PROVIDED DATA:

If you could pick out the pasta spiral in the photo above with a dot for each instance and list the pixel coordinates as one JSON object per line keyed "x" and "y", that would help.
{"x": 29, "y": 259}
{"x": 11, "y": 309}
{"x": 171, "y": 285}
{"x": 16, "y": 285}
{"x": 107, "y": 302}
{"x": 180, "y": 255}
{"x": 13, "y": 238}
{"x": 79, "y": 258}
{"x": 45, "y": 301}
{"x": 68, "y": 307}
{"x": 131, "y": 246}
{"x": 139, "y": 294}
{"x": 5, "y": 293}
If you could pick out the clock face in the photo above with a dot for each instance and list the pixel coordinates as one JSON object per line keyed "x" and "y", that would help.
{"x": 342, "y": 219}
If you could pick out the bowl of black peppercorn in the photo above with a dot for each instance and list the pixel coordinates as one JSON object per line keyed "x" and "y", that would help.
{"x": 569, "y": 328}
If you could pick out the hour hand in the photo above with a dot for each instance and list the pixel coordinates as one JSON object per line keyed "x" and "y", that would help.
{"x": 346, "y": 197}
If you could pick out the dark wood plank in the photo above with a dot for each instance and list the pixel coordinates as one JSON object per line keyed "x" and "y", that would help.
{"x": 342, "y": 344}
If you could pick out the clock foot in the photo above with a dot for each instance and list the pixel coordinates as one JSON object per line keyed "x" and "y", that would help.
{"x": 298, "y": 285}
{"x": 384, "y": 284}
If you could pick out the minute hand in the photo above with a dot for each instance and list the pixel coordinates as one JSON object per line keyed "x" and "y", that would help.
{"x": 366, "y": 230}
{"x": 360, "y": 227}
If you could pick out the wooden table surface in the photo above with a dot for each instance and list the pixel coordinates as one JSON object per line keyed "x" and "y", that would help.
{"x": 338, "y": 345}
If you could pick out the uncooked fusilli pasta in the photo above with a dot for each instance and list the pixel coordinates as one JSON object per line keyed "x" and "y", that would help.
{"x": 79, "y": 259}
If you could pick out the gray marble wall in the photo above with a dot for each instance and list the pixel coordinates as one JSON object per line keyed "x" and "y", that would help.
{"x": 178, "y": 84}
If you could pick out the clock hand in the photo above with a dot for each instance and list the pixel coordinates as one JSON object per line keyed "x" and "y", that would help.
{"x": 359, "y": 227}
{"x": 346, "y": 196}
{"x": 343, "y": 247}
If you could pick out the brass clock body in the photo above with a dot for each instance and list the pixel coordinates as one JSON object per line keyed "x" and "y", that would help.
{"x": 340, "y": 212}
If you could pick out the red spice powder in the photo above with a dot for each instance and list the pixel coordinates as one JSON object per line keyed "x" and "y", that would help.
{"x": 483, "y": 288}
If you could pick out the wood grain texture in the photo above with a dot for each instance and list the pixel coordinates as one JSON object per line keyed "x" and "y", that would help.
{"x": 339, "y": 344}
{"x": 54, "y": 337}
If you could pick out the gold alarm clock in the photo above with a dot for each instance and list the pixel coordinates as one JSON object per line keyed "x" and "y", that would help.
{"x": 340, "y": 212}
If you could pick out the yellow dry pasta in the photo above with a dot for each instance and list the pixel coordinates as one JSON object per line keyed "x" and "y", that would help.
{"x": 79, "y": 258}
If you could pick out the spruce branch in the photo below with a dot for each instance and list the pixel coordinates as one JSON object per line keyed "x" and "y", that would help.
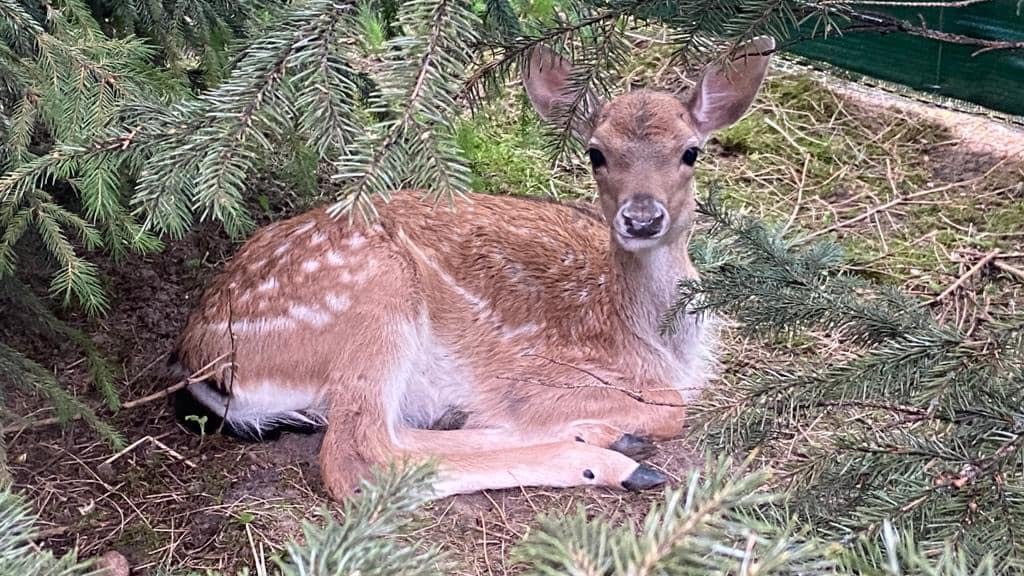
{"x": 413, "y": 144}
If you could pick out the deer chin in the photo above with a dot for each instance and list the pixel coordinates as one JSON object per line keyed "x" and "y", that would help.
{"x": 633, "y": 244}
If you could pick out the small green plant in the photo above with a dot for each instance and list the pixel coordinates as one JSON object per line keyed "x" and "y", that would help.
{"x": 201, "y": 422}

WHAT THE TASK ASKS:
Render every line of the records above as a numbered list, omitting any blank lines and leaving out the pictures.

RESPONSE TO THE EXERCISE:
1. If you could pick out the pasta spiral in the photo above with a dot for each instance and list the pixel coordinates as one JSON object per line keyed "x" and "y", that would help.
2. {"x": 29, "y": 259}
3. {"x": 11, "y": 309}
4. {"x": 171, "y": 285}
5. {"x": 16, "y": 285}
6. {"x": 107, "y": 302}
7. {"x": 180, "y": 255}
8. {"x": 13, "y": 238}
9. {"x": 79, "y": 258}
10. {"x": 45, "y": 301}
11. {"x": 68, "y": 307}
12. {"x": 131, "y": 246}
13. {"x": 139, "y": 294}
14. {"x": 5, "y": 293}
15. If you could pick out the clock face in the photo above with a dot for each instance and list the pixel coordinates as one JSON object per line keyed "x" and "y", that would help.
16. {"x": 342, "y": 219}
17. If you could pick out the bowl of black peppercorn in the photo above with a dot for each instance and list the pixel coordinates as one JSON object per line keyed "x" and "y", that would help.
18. {"x": 569, "y": 328}
19. If you could pick out the hour hand in the photo above with a dot for each instance and list the pixel coordinates as one JSON object per line keyed "x" and "y", that would help.
20. {"x": 346, "y": 197}
21. If you could pick out the dark wood plank in the photo above with a dot for each instance and list the pixel coordinates as one JSON object per line keyed "x" and "y", that would help.
22. {"x": 342, "y": 344}
23. If you could pick out the clock foot in the photo above with a dot for each instance and list the pixel coordinates as one JSON object per line keyed "x" and "y", that would help.
24. {"x": 298, "y": 285}
25. {"x": 384, "y": 284}
26. If you could pick out the minute hand in the photo above with a dot for each instance and list the pixel coordinates as one JSON object per line keyed "x" and "y", that would help.
27. {"x": 366, "y": 230}
28. {"x": 360, "y": 227}
29. If you could pick out the wooden table surface in the photo above with a dot for each instance and list the pixel coordinates as one JSON object per line keyed "x" and "y", that would help.
30. {"x": 338, "y": 345}
31. If you could pick out the uncooked fusilli pasta in the photo above with a dot for each instance and list the pixel coordinates as one JSON object per line keyed "x" and "y", that would help.
32. {"x": 79, "y": 259}
33. If you could pick out the gray marble wall in the photo above with a dot for each instance and list the pixel coordinates as one JSON object per line keyed "x" and "y", that would help.
34. {"x": 178, "y": 84}
35. If you could pick out the clock hand in the photo above with a dot for each instance and list the pixel coordinates as one JSON object per line keyed "x" and "y", that would help.
36. {"x": 359, "y": 227}
37. {"x": 346, "y": 196}
38. {"x": 343, "y": 247}
39. If you could pick out the brass clock body in the photo above with a dot for each instance and list the pixel coordinates as one JSON object per line keyed "x" and "y", that would help.
40. {"x": 340, "y": 212}
41. If you could pick out the red spice powder in the photo above with a dot for each instance and list the pixel coordinates as one JSON object per line keyed "x" and "y", that would help.
42. {"x": 483, "y": 288}
43. If you could pick out the wood grain texture in the photo above with a dot for each instance and list the pixel coordinates as one JSON object per line keyed "x" and "y", that would help.
44. {"x": 339, "y": 344}
45. {"x": 54, "y": 337}
46. If you could pick out the gold alarm clock in the photo above with a dot for each instance and list the pixel coordinates as one JSON object per line keyed "x" and "y", that would help.
47. {"x": 340, "y": 212}
48. If you could pick out the yellow dry pasta in the photo above with a dot for each instance and list the pixel coordinates as one JSON object per line keyed "x" and "y", that would help.
49. {"x": 79, "y": 258}
50. If you could pick out the spruce branch in the photo below with a dot for each instance and list the pixel coordinates as one JSON object per line keyed "x" and "y", that would help.
51. {"x": 413, "y": 144}
52. If you could pick out the deer chin in the photo above with a dot for each instance and list the pixel coordinates as one JSON object per line keyed "x" and "y", that would help.
53. {"x": 633, "y": 244}
54. If you could pick out the small green plant in the photo above with a dot for each instance and list the pixel coordinates as one JSON object per line keyed "x" and "y", that would help.
55. {"x": 201, "y": 422}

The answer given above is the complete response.